PROBLEM
Repeat the data that follows, word for word, without the images.

EXTRACTED RECORDS
╭──

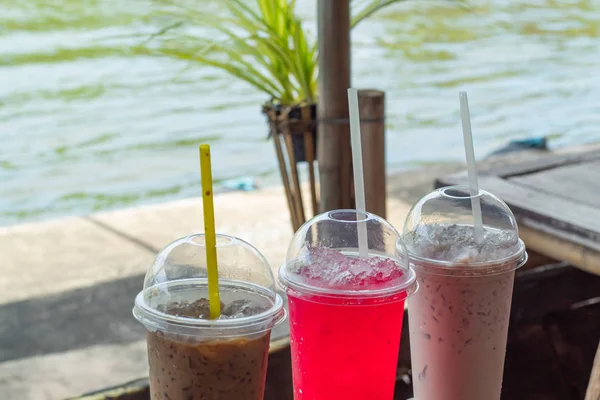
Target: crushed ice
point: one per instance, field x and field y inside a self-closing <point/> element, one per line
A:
<point x="456" y="243"/>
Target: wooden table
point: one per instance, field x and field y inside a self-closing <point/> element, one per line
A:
<point x="556" y="201"/>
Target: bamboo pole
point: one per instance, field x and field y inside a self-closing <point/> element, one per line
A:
<point x="286" y="181"/>
<point x="310" y="157"/>
<point x="372" y="114"/>
<point x="334" y="80"/>
<point x="297" y="194"/>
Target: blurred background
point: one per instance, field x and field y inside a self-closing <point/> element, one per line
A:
<point x="87" y="123"/>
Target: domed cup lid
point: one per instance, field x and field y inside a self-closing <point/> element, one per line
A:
<point x="324" y="260"/>
<point x="439" y="230"/>
<point x="175" y="293"/>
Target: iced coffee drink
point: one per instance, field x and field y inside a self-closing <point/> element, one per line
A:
<point x="191" y="356"/>
<point x="459" y="315"/>
<point x="227" y="369"/>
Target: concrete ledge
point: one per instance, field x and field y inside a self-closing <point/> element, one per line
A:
<point x="63" y="254"/>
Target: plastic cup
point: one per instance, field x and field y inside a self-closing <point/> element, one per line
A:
<point x="345" y="311"/>
<point x="459" y="315"/>
<point x="191" y="356"/>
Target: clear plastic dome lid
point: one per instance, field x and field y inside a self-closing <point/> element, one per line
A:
<point x="324" y="258"/>
<point x="176" y="287"/>
<point x="440" y="228"/>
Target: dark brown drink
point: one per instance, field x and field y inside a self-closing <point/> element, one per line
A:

╰──

RESPONSE FOR THIS EXERCISE
Target: crushed ice
point: one per instance, field x and field y inside a self-closing <point/> element, one per line
A:
<point x="456" y="243"/>
Target: wooden table
point: one per instance, field x and field y inside a self-closing <point/> element, one per line
A:
<point x="556" y="201"/>
Target: bamboo pole
point: one per instance, field x and field y inside a self-closing <point/> element, one per line
A:
<point x="286" y="181"/>
<point x="310" y="157"/>
<point x="372" y="114"/>
<point x="334" y="80"/>
<point x="297" y="194"/>
Target: blurred background
point: one per instance, field x and field y inside a self-closing <point/> element, one per line
A:
<point x="87" y="123"/>
Target: domed cup lid
point: one per instance, field x and field y inside a self-closing <point/> element, one per line
A:
<point x="324" y="260"/>
<point x="439" y="230"/>
<point x="175" y="293"/>
Target: iced coffee drink
point: one per instance, field x and field y inside a self-closing <point/> element, one per line
A:
<point x="191" y="356"/>
<point x="459" y="315"/>
<point x="227" y="369"/>
Target: concrete ledge
point: one per instance, field x and field y inside a self-closing <point/> element, one per line
A:
<point x="63" y="254"/>
Target: plastic cup
point: one per instance, field x and field y inside a self-closing <point/> element, one per line
A:
<point x="345" y="311"/>
<point x="459" y="315"/>
<point x="191" y="356"/>
Target: clear plastic dome lid
point: one per instance, field x and field y inside a self-closing <point/> element, one per line
A:
<point x="324" y="258"/>
<point x="176" y="287"/>
<point x="440" y="228"/>
Target: dark brown drink
point: one per instance, field x and field y inside a self-closing <point/> element, one per line
A:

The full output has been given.